▶

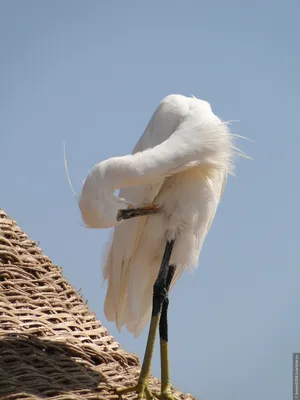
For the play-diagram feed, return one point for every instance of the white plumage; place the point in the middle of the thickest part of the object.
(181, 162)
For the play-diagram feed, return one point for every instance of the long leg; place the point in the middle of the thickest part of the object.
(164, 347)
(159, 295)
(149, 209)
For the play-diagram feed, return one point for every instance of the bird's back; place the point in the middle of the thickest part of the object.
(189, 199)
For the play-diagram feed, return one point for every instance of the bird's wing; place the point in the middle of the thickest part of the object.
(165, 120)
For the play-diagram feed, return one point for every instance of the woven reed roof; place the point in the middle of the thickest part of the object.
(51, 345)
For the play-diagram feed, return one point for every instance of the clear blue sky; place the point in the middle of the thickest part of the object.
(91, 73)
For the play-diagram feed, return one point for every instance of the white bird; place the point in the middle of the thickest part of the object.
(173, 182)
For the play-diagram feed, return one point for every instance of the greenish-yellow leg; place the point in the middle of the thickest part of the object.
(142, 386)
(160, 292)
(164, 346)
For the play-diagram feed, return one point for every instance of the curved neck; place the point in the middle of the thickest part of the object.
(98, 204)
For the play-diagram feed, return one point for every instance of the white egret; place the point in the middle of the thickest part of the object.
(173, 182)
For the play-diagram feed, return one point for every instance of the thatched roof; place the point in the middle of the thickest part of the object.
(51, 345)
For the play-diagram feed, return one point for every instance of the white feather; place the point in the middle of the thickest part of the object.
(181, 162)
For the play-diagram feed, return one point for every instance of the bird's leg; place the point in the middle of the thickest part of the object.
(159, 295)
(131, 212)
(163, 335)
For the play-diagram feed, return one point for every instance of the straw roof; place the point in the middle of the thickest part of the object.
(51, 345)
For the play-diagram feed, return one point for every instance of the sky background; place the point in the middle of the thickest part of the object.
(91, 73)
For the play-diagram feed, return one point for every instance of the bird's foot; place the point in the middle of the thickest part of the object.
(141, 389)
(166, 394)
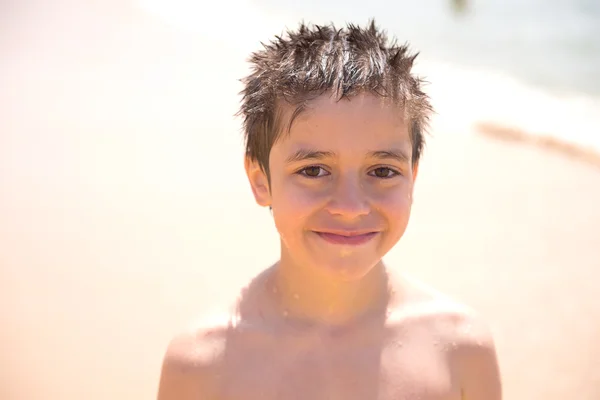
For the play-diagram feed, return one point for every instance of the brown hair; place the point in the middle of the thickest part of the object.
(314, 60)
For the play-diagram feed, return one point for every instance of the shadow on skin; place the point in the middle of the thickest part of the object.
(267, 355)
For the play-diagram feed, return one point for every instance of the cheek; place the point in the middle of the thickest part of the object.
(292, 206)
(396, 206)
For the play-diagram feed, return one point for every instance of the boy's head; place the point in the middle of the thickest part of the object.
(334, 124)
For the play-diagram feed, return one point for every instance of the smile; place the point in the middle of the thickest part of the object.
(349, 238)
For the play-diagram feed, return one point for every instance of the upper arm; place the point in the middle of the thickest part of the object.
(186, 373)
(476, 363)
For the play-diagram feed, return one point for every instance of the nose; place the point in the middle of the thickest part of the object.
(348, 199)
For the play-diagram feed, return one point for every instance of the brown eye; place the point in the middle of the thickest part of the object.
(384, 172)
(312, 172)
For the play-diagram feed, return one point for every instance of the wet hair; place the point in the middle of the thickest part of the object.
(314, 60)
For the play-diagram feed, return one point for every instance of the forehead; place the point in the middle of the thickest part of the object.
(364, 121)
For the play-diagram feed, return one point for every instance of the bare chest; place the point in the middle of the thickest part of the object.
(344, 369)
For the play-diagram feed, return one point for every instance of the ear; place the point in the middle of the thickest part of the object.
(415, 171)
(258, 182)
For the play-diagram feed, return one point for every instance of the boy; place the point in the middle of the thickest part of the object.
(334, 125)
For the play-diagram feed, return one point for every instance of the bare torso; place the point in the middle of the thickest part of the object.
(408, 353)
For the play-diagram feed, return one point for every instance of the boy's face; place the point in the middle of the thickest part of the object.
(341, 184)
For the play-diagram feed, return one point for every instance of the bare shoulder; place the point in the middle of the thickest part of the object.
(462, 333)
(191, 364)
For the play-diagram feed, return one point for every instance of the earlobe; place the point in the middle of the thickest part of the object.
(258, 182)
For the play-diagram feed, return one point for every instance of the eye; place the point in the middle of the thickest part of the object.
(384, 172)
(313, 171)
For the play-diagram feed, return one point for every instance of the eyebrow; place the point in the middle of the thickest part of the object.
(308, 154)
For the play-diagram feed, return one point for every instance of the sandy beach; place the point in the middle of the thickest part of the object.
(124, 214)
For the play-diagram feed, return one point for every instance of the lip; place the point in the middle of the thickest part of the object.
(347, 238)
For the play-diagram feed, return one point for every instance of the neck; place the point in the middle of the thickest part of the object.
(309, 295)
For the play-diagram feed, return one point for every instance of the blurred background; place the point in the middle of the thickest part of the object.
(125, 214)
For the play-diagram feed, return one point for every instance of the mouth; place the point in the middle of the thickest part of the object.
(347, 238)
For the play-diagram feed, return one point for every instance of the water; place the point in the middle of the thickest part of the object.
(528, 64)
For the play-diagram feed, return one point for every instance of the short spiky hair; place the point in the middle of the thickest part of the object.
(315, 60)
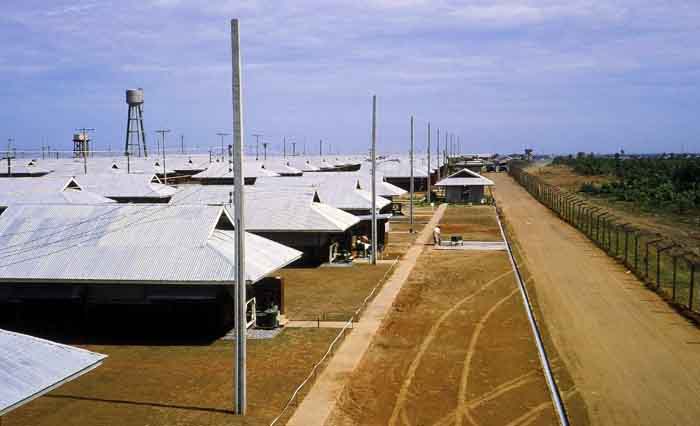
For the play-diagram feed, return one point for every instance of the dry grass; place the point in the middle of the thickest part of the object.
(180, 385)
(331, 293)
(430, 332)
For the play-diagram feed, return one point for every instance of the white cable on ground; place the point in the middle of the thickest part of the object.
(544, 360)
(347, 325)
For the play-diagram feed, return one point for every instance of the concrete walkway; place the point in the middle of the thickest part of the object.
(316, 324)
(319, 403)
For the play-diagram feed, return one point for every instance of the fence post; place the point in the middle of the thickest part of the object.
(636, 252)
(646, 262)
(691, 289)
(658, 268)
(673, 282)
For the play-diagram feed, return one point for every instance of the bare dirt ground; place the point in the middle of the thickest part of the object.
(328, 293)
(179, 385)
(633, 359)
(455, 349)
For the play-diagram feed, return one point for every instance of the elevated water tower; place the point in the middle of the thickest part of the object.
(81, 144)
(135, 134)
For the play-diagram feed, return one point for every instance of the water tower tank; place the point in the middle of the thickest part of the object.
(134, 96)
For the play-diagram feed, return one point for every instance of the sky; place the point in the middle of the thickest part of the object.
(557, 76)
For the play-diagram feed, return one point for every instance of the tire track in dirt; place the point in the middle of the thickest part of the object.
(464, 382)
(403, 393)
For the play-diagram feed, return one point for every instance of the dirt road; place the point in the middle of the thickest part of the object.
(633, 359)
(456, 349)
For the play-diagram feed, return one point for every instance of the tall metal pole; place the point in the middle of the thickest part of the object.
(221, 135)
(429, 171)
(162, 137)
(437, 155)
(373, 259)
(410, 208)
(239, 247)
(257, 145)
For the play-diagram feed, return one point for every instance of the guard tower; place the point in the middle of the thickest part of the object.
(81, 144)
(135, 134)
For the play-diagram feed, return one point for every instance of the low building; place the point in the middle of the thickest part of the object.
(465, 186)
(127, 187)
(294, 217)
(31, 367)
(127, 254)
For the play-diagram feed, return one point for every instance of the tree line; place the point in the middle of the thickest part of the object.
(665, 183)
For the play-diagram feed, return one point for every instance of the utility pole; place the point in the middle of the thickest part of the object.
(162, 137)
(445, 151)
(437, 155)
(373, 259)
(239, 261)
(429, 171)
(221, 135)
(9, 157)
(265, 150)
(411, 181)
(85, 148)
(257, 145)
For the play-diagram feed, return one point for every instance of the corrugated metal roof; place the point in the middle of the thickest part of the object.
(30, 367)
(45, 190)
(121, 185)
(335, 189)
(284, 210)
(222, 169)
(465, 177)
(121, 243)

◀
▶

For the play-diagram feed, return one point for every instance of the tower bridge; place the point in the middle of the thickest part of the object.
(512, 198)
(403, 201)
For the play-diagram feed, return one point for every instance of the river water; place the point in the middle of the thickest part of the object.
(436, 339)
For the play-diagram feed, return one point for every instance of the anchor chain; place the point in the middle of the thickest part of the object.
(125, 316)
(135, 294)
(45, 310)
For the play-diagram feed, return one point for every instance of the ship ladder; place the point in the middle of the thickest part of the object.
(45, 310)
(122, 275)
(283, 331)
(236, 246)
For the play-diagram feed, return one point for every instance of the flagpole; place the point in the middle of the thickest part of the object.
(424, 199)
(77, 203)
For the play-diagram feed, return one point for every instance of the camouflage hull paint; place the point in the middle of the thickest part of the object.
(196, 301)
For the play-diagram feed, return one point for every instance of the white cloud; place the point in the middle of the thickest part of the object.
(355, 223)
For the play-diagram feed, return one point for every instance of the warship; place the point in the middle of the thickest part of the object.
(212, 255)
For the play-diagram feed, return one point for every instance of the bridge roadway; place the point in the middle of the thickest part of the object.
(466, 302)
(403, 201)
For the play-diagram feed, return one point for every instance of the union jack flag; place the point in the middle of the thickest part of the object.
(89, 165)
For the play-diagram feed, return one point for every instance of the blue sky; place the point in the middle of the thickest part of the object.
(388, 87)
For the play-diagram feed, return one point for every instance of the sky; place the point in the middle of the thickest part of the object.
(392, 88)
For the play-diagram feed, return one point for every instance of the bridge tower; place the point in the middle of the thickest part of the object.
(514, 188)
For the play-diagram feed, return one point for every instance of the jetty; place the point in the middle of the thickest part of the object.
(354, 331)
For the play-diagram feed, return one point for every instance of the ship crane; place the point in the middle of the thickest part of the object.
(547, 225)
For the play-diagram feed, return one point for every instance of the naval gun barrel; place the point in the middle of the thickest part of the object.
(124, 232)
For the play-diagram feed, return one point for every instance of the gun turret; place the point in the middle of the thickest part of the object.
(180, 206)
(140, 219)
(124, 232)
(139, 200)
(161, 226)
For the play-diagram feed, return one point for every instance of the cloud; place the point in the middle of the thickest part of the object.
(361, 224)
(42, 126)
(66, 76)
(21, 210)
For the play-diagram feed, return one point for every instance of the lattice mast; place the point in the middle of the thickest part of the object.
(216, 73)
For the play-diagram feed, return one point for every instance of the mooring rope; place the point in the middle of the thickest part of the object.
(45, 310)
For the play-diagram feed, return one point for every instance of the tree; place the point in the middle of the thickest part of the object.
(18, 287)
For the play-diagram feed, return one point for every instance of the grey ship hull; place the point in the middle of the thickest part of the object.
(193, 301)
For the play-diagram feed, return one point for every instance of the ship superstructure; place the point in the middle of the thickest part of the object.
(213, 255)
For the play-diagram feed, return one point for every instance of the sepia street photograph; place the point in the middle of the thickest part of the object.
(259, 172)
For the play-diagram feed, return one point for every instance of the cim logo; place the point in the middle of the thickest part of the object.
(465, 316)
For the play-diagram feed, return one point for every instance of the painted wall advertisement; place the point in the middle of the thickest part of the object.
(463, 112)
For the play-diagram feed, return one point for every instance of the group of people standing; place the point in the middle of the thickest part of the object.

◀
▶

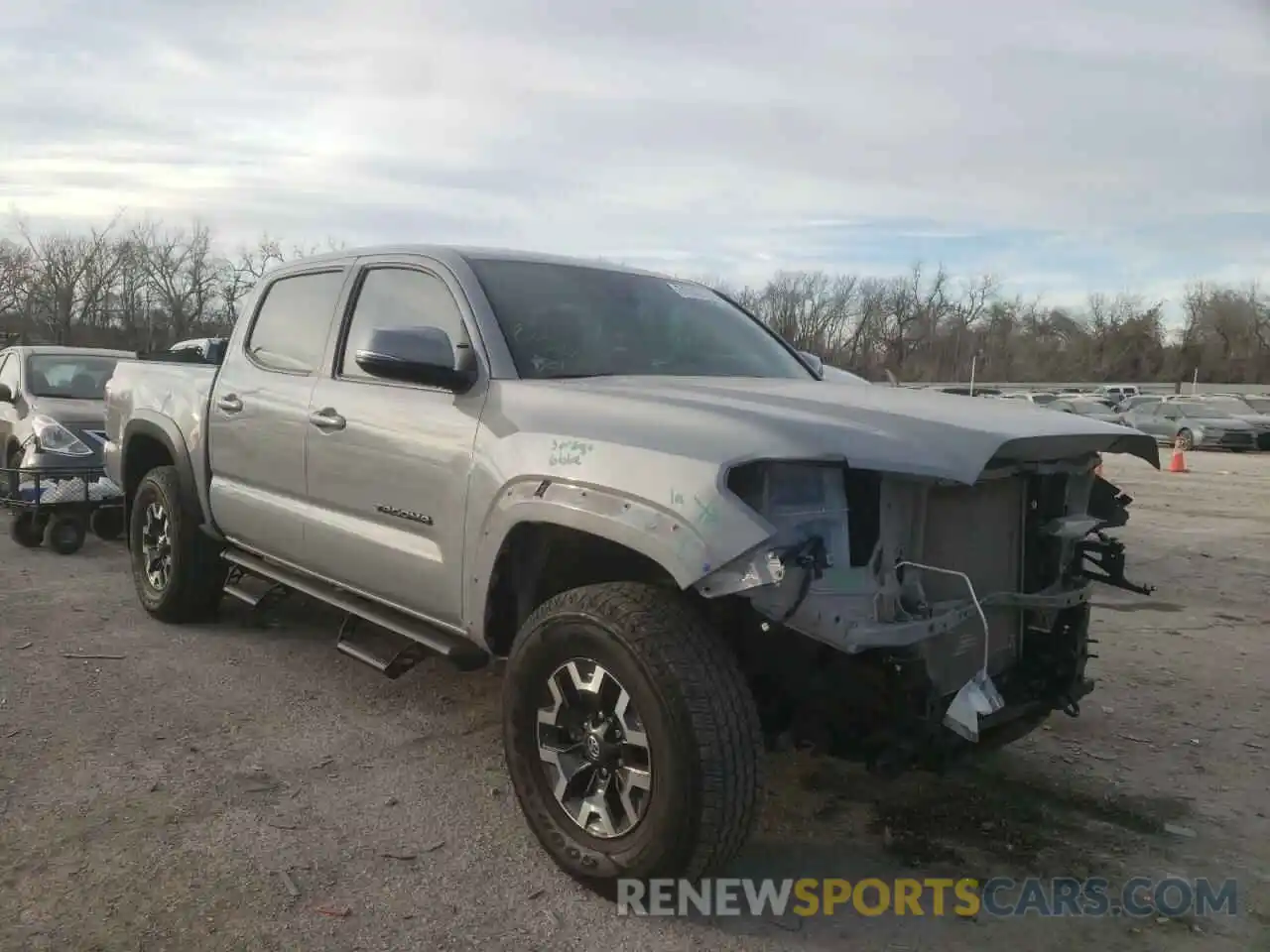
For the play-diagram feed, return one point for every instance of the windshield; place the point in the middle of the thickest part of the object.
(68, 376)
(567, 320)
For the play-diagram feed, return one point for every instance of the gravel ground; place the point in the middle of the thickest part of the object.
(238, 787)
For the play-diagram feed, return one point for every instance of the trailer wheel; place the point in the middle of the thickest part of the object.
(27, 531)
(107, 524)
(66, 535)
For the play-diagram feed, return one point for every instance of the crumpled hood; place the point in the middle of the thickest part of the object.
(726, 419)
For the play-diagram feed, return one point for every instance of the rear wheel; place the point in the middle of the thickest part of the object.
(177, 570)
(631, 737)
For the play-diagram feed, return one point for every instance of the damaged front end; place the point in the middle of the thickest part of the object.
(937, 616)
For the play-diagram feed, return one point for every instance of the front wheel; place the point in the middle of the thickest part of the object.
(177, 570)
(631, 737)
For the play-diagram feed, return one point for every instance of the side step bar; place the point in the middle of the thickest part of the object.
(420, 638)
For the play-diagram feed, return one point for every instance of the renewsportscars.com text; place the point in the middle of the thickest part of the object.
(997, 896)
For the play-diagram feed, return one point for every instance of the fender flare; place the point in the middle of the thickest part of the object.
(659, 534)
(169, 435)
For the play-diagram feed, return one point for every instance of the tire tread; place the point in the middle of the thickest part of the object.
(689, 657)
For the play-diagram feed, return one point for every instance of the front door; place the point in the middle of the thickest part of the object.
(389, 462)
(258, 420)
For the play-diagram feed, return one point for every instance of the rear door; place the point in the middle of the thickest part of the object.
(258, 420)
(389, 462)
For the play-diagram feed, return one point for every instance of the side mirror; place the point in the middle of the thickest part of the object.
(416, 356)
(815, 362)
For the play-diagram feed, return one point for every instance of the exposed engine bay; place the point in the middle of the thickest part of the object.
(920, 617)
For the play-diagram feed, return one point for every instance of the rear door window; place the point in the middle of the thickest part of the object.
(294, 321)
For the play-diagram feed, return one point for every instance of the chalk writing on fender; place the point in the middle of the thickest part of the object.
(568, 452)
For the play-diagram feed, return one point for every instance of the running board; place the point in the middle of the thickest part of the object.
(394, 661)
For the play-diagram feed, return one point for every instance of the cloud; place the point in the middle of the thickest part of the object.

◀

* _Aim_
List each line in the records above that contains the string "hull", copying every such line in full.

* _Exercise solution_
For the play-diagram feed, return one point for every instance of the camouflage hull paint; place the point in the middle of the thickest part of the object.
For the play-diagram feed, return one point for every instance of the grey ship hull; place the point in the middle of the thickest part of the object.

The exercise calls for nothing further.